**Work required**
Rewrite the rows below, requests included, from the first line through the line with "[711,523,847,563]", and adjust every bounding box coordinate in the answers by adding -87 to it. Leave the pictures out.

**Given information**
........

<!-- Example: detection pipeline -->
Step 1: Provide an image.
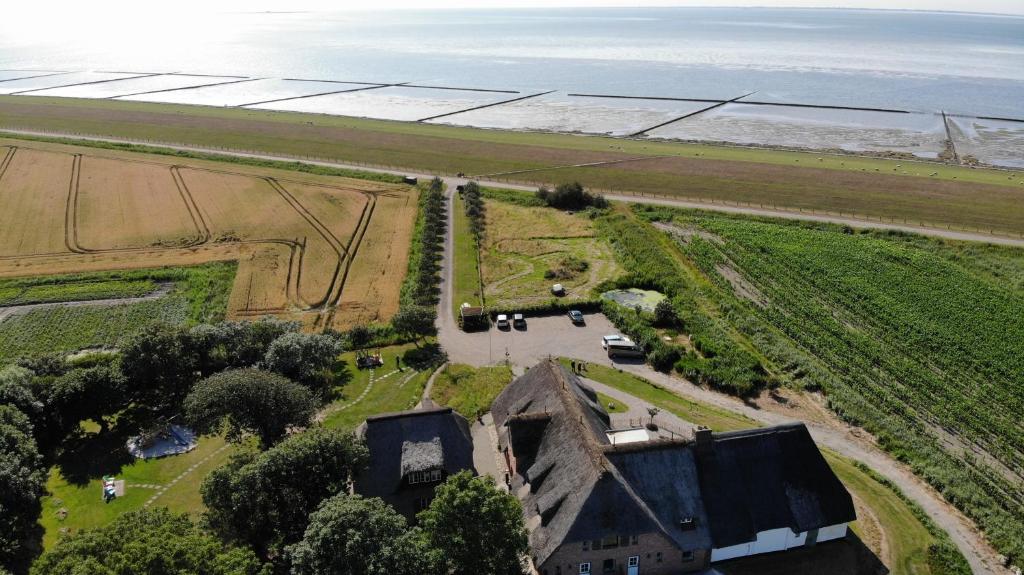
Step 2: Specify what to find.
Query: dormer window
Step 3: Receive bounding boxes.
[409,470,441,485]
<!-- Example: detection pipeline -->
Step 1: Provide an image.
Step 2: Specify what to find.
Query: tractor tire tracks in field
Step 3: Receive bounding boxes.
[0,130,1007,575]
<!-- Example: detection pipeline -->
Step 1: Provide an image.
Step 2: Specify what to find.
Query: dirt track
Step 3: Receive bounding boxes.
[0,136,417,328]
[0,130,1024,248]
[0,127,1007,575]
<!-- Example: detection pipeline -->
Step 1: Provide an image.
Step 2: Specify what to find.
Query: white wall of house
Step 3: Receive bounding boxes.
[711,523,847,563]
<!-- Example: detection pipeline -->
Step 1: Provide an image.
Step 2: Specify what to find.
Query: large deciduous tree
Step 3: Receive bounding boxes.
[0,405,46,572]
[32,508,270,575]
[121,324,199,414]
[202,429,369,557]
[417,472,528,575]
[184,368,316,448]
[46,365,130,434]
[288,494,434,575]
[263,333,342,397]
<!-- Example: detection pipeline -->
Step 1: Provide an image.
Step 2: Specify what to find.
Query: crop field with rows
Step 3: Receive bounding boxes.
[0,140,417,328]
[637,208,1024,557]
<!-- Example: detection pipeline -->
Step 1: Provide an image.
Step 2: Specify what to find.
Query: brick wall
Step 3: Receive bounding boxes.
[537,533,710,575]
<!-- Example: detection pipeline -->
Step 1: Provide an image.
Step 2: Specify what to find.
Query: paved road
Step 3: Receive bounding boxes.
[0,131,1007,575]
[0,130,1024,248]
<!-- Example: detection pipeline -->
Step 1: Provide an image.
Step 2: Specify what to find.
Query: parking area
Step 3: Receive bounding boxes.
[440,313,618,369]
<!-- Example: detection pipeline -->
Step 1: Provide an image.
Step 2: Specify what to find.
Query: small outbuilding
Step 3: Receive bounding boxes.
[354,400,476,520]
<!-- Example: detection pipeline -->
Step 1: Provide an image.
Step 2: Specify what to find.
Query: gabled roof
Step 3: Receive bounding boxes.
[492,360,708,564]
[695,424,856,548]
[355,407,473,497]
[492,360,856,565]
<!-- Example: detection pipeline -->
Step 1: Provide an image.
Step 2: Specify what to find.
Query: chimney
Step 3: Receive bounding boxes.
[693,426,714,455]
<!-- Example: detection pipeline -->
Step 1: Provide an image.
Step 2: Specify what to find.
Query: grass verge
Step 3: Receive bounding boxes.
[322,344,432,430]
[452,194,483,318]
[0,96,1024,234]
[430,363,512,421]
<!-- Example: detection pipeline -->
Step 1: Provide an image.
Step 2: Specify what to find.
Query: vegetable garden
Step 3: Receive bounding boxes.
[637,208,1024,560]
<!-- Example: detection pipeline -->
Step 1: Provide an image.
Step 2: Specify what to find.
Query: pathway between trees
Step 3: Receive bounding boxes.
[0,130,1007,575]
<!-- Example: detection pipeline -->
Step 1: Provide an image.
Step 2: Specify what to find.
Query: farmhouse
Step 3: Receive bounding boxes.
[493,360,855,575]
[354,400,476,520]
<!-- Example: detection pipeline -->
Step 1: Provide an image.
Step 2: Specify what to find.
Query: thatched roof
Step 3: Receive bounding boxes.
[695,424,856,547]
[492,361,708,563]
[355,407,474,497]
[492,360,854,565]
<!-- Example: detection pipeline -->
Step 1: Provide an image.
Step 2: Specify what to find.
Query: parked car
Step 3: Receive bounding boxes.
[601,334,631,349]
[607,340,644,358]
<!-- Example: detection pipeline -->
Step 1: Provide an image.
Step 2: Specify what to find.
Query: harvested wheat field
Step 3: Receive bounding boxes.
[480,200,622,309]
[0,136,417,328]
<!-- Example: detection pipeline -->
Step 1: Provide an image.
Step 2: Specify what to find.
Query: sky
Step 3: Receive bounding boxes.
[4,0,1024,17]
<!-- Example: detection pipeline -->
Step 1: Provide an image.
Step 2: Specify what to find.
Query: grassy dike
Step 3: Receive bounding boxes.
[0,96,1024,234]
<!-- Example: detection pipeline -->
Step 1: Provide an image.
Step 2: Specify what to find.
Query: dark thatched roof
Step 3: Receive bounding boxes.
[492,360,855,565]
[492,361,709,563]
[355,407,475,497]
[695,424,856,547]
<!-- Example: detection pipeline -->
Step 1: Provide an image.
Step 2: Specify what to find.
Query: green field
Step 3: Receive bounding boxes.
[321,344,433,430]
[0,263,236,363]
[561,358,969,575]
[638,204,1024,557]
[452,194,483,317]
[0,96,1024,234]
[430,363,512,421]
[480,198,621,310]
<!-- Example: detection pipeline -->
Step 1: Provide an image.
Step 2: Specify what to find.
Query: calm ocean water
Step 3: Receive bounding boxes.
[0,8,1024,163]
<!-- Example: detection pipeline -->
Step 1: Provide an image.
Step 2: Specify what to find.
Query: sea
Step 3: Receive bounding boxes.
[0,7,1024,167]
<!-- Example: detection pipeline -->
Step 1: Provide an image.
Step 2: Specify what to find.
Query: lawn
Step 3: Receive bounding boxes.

........

**Result below**
<!-- Example: detection pipeline -->
Step 1: Provide an image.
Step 2: Specify what to find.
Query: dormer window
Step 3: Receive bounding boxes.
[322,383,354,398]
<!-- Example: detection pipeline -->
Step 1: Provide an image.
Step 2: Specify what to find.
Query: tractor tire tracks in field
Step 3: Receive bounding boxes.
[-87,43,920,488]
<!-- Example: detection pipeline -->
Step 1: Provide an image.
Step 2: Specify what to find.
Query: dirt track
Step 3: Receive bounding boxes.
[-87,49,330,241]
[-87,43,937,161]
[-87,40,920,488]
<!-- Example: detection pipeline -->
Step 1: Provide an image.
Step 2: Specify what to find.
Query: white wall of house
Step 3: Receive bounding boxes.
[624,436,760,476]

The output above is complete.